◆ To-do list ◆
1. Answer these questions using the loan repayment passage.
(a) What percentage of income is the existing IBR plan linked to?
(b) How much would Jesse pay over twenty years under the proposed PAYE plan?
(c) Which two issues does the writer hope the Department will address in its subsequent release?
2. Please duplicate the stretch of the loan repayment passage from "More importantly for" through "by the Department.".
--- Reading passage ---
More importantly for Jesse, the inflation-adjusted poverty exemption means he will pay significantly less before he qualifies for loan forgiveness than the Department explains in its illustration. If Jesse made his loan payments under the existing IBR plan (linked to 15 percent of his income with 25-year loan forgiveness), he would pay a whopping $45,389 less than what the Department of Education shows. Under the proposed PAYE plan (tied to 10 percent of income with 20-year loan forgiveness) he would pay only $2,935 over the course of twenty years. That is $18,231 below the amount that the Department of Education shows in its illustration. Click here to compare our figures with those released by the Department.

Since the recently-released regulations are not yet final, we hope the Department will address both issues – the poverty exemption calculation and the swelling size of Jesse’s loan balance – in its subsequent release. The Obama Administration should be forthcoming about accrued interest and the actual amount of debt forgiven under IBR and PAYE, and its examples should reflect the inflationary increases in the poverty exemption that are required by law.
--- Information given ---
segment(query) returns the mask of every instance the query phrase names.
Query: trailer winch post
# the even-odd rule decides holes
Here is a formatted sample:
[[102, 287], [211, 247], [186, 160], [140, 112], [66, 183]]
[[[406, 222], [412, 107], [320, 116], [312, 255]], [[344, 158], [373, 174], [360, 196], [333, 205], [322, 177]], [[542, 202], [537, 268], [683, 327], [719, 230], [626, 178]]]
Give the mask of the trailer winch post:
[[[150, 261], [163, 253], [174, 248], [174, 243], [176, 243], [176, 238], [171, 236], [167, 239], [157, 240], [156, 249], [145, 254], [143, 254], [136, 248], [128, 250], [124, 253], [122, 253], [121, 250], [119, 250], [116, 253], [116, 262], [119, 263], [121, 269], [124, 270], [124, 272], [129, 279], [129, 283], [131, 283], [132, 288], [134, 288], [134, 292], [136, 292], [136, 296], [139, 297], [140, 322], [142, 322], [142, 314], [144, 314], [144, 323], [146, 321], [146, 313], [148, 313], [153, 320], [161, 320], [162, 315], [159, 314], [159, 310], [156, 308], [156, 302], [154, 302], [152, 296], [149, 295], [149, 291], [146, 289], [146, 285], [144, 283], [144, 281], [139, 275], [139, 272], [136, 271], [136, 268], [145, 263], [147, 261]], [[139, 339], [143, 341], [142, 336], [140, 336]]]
---
◆ Results for each task ◆
1.
(a) 15 percent
(b) $2,935
(c) The poverty exemption calculation and the swelling size of Jesse's loan balance

2.
More importantly for Jesse, the inflation-adjusted poverty exemption means he will pay significantly less before he qualifies for loan forgiveness than the Department explains in its illustration. If Jesse made his loan payments under the existing IBR plan (linked to 15 percent of his income with 25-year loan forgiveness), he would pay a whopping $45,389 less than what the Department of Education shows. Under the proposed PAYE plan (tied to 10 percent of income with 20-year loan forgiveness) he would pay only $2,935 over the course of twenty years. That is $18,231 below the amount that the Department of Education shows in its illustration. Click here to compare our figures with those released by the Department.